DATA PROVIDED Start Marker
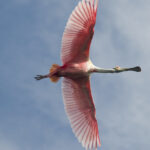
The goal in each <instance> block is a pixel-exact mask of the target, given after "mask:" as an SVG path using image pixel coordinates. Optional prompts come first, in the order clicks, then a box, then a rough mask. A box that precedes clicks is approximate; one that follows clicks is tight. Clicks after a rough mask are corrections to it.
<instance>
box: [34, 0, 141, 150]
mask: <svg viewBox="0 0 150 150" xmlns="http://www.w3.org/2000/svg"><path fill="white" fill-rule="evenodd" d="M97 7H98V0H82V1H80V2H79V3H78V5H77V6H76V8H75V9H74V11H73V12H72V14H71V16H70V17H69V20H68V22H67V25H66V27H65V31H64V34H63V38H62V49H61V60H62V64H63V65H62V66H59V65H57V64H53V65H52V67H51V68H50V73H49V74H47V75H37V76H36V77H35V79H37V80H41V79H44V78H50V79H51V81H52V82H57V81H58V80H59V78H60V77H63V82H62V91H63V100H64V105H65V110H66V113H67V116H68V118H69V121H70V124H71V127H72V130H73V132H74V134H75V135H76V137H77V139H78V140H79V142H81V143H82V146H83V147H85V148H86V149H97V146H100V145H101V143H100V138H99V132H98V124H97V120H96V111H95V106H94V102H93V98H92V94H91V88H90V75H91V74H92V73H95V72H96V73H120V72H123V71H136V72H140V71H141V68H140V67H139V66H137V67H132V68H121V67H115V68H112V69H103V68H99V67H96V66H95V65H93V63H92V62H91V60H90V58H89V50H90V44H91V40H92V37H93V34H94V26H95V23H96V14H97Z"/></svg>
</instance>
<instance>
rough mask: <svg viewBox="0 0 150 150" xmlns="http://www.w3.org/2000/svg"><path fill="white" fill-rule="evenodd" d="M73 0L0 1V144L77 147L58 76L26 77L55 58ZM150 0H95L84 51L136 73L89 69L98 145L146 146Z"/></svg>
mask: <svg viewBox="0 0 150 150" xmlns="http://www.w3.org/2000/svg"><path fill="white" fill-rule="evenodd" d="M77 3H78V0H64V1H59V0H12V1H8V0H5V1H0V18H1V21H0V33H1V34H0V68H1V73H0V149H3V150H33V149H36V150H41V149H42V150H60V149H61V150H76V149H78V150H82V149H83V148H82V147H81V145H80V143H78V141H77V140H76V138H75V136H74V135H73V133H72V130H71V127H70V124H69V121H68V119H67V117H66V114H65V111H64V106H63V101H62V93H61V80H60V81H59V82H58V83H57V84H53V83H51V82H50V81H49V79H47V80H46V79H45V80H42V81H40V82H37V81H35V80H34V79H33V77H34V76H35V75H37V74H45V73H48V71H49V68H50V66H51V65H52V64H53V63H58V64H61V61H60V48H61V38H62V34H63V30H64V27H65V25H66V22H67V19H68V17H69V15H70V13H71V12H72V10H73V8H74V7H75V6H76V5H77ZM149 6H150V1H149V0H144V1H143V0H136V1H129V0H113V1H110V0H100V2H99V8H98V15H97V24H96V27H95V35H94V38H93V41H92V45H91V53H90V55H91V59H92V61H93V63H94V64H95V65H97V66H99V67H106V68H112V67H115V66H118V65H120V66H122V67H130V66H131V67H132V66H136V65H140V66H141V67H142V72H141V73H135V72H127V73H121V74H113V75H112V74H107V75H106V74H95V75H93V76H92V77H91V86H92V93H93V98H94V101H95V105H96V110H97V120H98V123H99V131H100V138H101V143H102V146H101V148H99V149H101V150H110V149H111V150H120V149H121V150H129V149H132V150H141V149H145V150H148V149H149V147H150V142H149V141H150V127H149V124H150V117H149V115H150V108H149V107H150V101H149V98H150V92H149V85H150V79H149V75H150V63H149V57H150V42H149V39H150V20H149V14H150V9H149Z"/></svg>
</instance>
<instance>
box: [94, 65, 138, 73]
DATA PROVIDED End Marker
_ASSIGNMENT:_ A verbatim copy of the data, pictures removed, is the expected result.

_OUTPUT OF THE TASK:_
The goal in each <instance> block is a pixel-exact mask of the target, given after "mask:" as an SVG path using image pixel coordinates. Optional prompts come first, in the order clicks, then a box, then a rough mask. A box that precedes clicks is approximate; one that follows clicks is tight. Clicks after a rough mask are corrections to it.
<instance>
box: [34, 0, 141, 150]
mask: <svg viewBox="0 0 150 150" xmlns="http://www.w3.org/2000/svg"><path fill="white" fill-rule="evenodd" d="M97 7H98V0H82V1H80V2H79V3H78V5H77V6H76V8H75V9H74V11H73V12H72V14H71V16H70V17H69V20H68V22H67V25H66V27H65V31H64V34H63V38H62V49H61V60H62V64H63V65H62V66H59V65H57V64H53V65H52V67H51V68H50V73H49V74H47V75H37V76H36V77H35V79H37V80H41V79H44V78H50V79H51V81H52V82H57V81H58V80H59V78H60V77H63V82H62V91H63V100H64V105H65V110H66V113H67V116H68V118H69V121H70V124H71V127H72V130H73V132H74V134H75V135H76V137H77V139H78V140H79V142H81V143H82V146H83V147H85V148H86V149H97V146H100V145H101V143H100V138H99V132H98V124H97V120H96V111H95V106H94V102H93V98H92V94H91V88H90V75H91V74H92V73H95V72H96V73H120V72H123V71H136V72H140V71H141V68H140V67H139V66H137V67H132V68H121V67H115V68H112V69H103V68H99V67H96V66H95V65H93V63H92V62H91V60H90V58H89V50H90V44H91V40H92V37H93V34H94V26H95V23H96V14H97Z"/></svg>
</instance>
<instance>
rough mask: <svg viewBox="0 0 150 150" xmlns="http://www.w3.org/2000/svg"><path fill="white" fill-rule="evenodd" d="M73 0L0 1V144L77 147L58 76L26 77L55 58ZM150 0H95L84 51L136 73L89 69L98 145L146 146Z"/></svg>
mask: <svg viewBox="0 0 150 150" xmlns="http://www.w3.org/2000/svg"><path fill="white" fill-rule="evenodd" d="M77 3H78V0H64V1H59V0H12V1H8V0H5V1H0V18H1V21H0V33H1V34H0V68H1V73H0V149H3V150H33V149H36V150H41V149H42V150H60V149H61V150H76V149H78V150H82V149H83V148H82V147H81V145H80V143H78V141H77V140H76V138H75V136H74V135H73V133H72V130H71V127H70V124H69V121H68V119H67V117H66V114H65V111H64V106H63V101H62V93H61V80H60V81H59V82H58V83H57V84H53V83H51V82H50V81H49V79H47V80H46V79H45V80H42V81H40V82H37V81H35V80H34V79H33V77H34V76H35V75H37V74H45V73H48V71H49V68H50V66H51V65H52V64H53V63H58V64H61V61H60V48H61V38H62V34H63V30H64V27H65V25H66V22H67V19H68V17H69V15H70V13H71V12H72V10H73V8H74V7H75V6H76V5H77ZM149 6H150V1H149V0H144V1H143V0H136V1H129V0H113V1H110V0H100V2H99V8H98V15H97V24H96V27H95V35H94V38H93V41H92V45H91V53H90V55H91V59H92V61H93V63H94V64H95V65H97V66H99V67H106V68H112V67H115V66H118V65H120V66H122V67H130V66H131V67H132V66H136V65H140V66H141V67H142V72H141V73H135V72H127V73H121V74H113V75H112V74H107V75H106V74H95V75H93V76H92V77H91V86H92V93H93V98H94V101H95V105H96V110H97V120H98V123H99V131H100V138H101V143H102V146H101V148H99V149H101V150H110V149H111V150H120V149H121V150H129V149H132V150H141V149H145V150H148V149H149V147H150V142H149V141H150V127H149V124H150V117H149V115H150V108H149V107H150V101H149V98H150V92H149V85H150V79H149V75H150V63H149V57H150V42H149V39H150V20H149V14H150V9H149Z"/></svg>
</instance>
<instance>
box: [94, 65, 138, 73]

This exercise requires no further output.